» **Document segment**:

Find the set exclusive-or (symmetric difference) of two arrays.

Return the sorted, unique values that are in only one (not both) of the input arrays.

Parameters:

pda1 (pdarray/Sequence[pdarray, Strings, Categorical]) – Input array/Sequence of groupable objects
pda2 (pdarray/List) – Input array/sequence of groupable objects
assume_unique (bool) – If True, the input arrays are both assumed to be unique, which can speed up the calculation. Default is False.

Returns:

Sorted 1D array/List of sorted pdarrays of unique values that are in only one of the input arrays.

Return type:

pdarray/groupable

Raises:

TypeError – Raised if either pda1 or pda2 is not a pdarray
RuntimeError – Raised if the dtype of either pdarray is not supported

Notes

ak.setxor1d is not supported for bool or float64 pdarrays

Examples

>>> a = ak.array([1, 2, 3, 2, 4])
>>> b = ak.array([2, 3, 5, 7, 5])

» **Given material**:
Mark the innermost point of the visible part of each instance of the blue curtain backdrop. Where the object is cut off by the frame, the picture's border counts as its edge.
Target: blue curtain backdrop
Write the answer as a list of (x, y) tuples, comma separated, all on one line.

» **Task list**:
1. According to the setxor1d documentation, for which pdarray dtypes is the function not supported?
2. Summarize the setxor1d documentation in two sentences.
3. Carry on the setxor1d documentation from its final line.

» **Responses by task**:
1. Bool and float64 pdarrays.

2. The function finds the symmetric difference of two arrays, returning the sorted, unique values that appear in only one of them, and an assume_unique flag can speed up the calculation when both inputs are unique. It raises a TypeError if either input is not a pdarray and a RuntimeError if a dtype is unsupported, and it does not support bool or float64 pdarrays.

3.
>>> ak.setxor1d(a,b)
array([1, 4, 5, 7])
#Multi-Array Example
>>> a = ak.arange(1, 6)
>>> b = ak.array([1, 5, 3, 4, 2])
>>> c = ak.array([1, 4, 3, 2, 5])
>>> d = ak.array([1, 2, 3, 5, 4])
>>> multia = [a, a, a]
>>> multib = [b, c, d]
>>> ak.setxor1d(multia, multib)
[array([2, 2, 4, 4, 5, 5]), array([2, 5, 2, 4, 4, 5]), array([2, 4, 5, 4, 2, 5])]

arkouda.pdarraysetops.union1d(pda1: arkouda.groupbyclass.groupable, pda2: arkouda.groupbyclass.groupable) → arkouda.pdarrayclass.pdarray | arkouda.groupbyclass.groupable[source]¶

Find the union of two arrays/List of Arrays.

Return the unique, sorted array of values that are in either of the two input arrays.

Parameters:

pda1 (pdarray/Sequence[pdarray, Strings, Categorical]) – Input array/Sequence of groupable objects
pda2 (pdarray/List) – Input array/sequence of groupable objects

Returns:

Unique, sorted union of the input arrays.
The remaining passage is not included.